Dr. Wife and I went to see Emerald Fennell’s adaptation/reinterpretation of Wuthering Heights (2026) the other weekend after a long day of lugging our stuff to our new home. The director’s name—which sounds like a extremely colorful spice—should give some insight into what the film was like. I’ve never read Emily Brontë novel—yes, literature girls, you can sacrifice me to Emily Dickinson—but Dr. Wife had, so she filled me in some of the details.
The original novel is the bleak tale of a doomed romance denied by the strictures of propriety, social class, and cash. The movie is an excessively plodding first act that culminates in twenty minutes of sexual depravity followed by a tragic death.
The film is gaining notoriety because it’s smut. My wife kept calling it “Wuthering Glutes,” and we had fun making jokes involving the word “wuthering” and other anatomical features. The popular consensus is correct: it is basically an excuse for a swarthy heartthrob to assert his will over Margot Robbie while women swoon lustily.

### Material shown
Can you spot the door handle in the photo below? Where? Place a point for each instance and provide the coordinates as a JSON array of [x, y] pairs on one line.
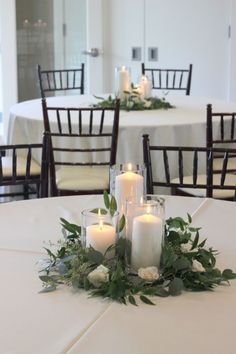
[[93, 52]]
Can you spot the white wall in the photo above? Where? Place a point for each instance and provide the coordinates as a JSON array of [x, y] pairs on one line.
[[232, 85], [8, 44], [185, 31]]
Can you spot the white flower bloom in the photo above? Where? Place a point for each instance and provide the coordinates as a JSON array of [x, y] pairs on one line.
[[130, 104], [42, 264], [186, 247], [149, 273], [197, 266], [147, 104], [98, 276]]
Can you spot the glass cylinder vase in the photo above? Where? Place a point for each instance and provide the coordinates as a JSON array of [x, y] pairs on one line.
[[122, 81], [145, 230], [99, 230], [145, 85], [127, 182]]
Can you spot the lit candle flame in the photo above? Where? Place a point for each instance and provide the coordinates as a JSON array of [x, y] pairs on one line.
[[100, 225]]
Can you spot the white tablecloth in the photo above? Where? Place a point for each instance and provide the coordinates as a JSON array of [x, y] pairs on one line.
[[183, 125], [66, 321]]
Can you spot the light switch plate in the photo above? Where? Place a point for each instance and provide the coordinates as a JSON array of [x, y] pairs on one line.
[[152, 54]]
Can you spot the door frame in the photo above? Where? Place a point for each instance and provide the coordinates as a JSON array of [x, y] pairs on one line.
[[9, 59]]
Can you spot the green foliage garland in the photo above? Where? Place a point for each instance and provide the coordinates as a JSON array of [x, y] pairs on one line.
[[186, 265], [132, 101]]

--

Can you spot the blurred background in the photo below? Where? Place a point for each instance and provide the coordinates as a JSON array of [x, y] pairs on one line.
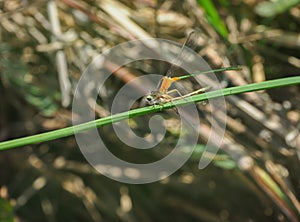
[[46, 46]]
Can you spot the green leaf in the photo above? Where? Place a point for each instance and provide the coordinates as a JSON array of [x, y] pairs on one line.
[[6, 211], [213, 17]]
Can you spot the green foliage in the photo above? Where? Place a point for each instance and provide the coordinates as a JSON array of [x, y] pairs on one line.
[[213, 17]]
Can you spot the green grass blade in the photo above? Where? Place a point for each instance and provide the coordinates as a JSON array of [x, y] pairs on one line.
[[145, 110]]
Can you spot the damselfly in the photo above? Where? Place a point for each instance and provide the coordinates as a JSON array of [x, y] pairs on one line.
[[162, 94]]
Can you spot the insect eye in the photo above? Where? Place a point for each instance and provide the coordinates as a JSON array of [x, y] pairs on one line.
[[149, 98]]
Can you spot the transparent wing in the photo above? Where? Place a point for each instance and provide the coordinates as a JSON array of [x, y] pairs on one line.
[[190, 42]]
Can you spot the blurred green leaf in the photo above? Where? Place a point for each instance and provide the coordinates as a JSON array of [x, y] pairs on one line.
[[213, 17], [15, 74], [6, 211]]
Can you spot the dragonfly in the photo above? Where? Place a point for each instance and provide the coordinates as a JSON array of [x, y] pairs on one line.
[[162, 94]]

---

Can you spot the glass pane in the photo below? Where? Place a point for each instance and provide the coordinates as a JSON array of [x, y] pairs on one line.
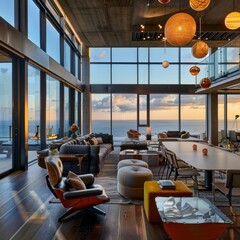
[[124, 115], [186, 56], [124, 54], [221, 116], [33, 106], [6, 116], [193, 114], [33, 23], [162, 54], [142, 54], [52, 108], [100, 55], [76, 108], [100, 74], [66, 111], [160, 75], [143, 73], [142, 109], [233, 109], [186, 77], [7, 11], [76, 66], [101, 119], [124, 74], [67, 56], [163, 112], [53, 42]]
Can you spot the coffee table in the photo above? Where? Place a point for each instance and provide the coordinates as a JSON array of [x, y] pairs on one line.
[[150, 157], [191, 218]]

### Stated problem 1
According to the Wuthering Heights review, what did the writer's wife keep calling the film?
### Stated problem 2
Condense the paragraph of the Wuthering Heights review beginning "The original novel is the bleak tale" into a two-item list that keeps its main facts.
### Stated problem 3
Carry on the Wuthering Heights review from its last sentence, in the same voice.

### Output 1
"Wuthering Glutes."

### Output 2
- Novel: a bleak tale of a doomed romance, thwarted by propriety, social class, and money.
- Film: a slow first act, then twenty minutes of sexual depravity, ending in a tragic death.

### Output 3
The film wasn’t total depravity, although it veered into Saltburn (2023) territory—which I just realized was also written, directed, and produced by Emerald Fennell! Well, that explains a lot. But I digress—the flick begins by showing the unhappy childhood of Cathy (Robbie) and Heathcliffe (Jacob Elordi). Cathy’s father is the drunken, gambling owner of Wuthering Heights, a rambling country pile that is falling into a state of disrepair somewhere in the northern England. One day, he comes home with a boy whose father was beating him; Cathy names the boy Heathcliffe after her dead brother.
Cathy and Heathcliffe become fast friends, with Cathy attempting to teach him how to read (unsuccessfully) and getting the boy, who she calls her “pet,” to speak. Cathy tends to be stubborn and reckless, which results in Heathcliffe taking a beating on her behalf.
The film fast forwards to their adult lives at Wuthering Heights. Cathy is clearly bored being trapped on the estate, and Heathcliffe keeps working, growing into a massive, muscular, bearded man. You can see where things are going here: the childhood friendship and deep devotion is turning into desire, and Heathcliffe is the romance novel heartthrob. Naturally, things change when a wealthy industrialist rolls into the area, constructing a massive, lavish estate. Cathy sees opportunity; Heathcliffe intuits a threat.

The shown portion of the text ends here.